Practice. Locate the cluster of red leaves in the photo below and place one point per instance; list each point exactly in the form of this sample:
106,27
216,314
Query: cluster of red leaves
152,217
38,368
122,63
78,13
════════
Recast every line above as a JSON list of strings, one string per line, leaving out any blank lines.

[
  "Practice. Locate the cluster of red leaves in the photo below and place one point per instance; list each point exactly in the form of this sample:",
  "106,27",
  "216,314",
  "Query: cluster of red leaves",
  "152,217",
  "38,368",
  "122,63",
  "78,13"
]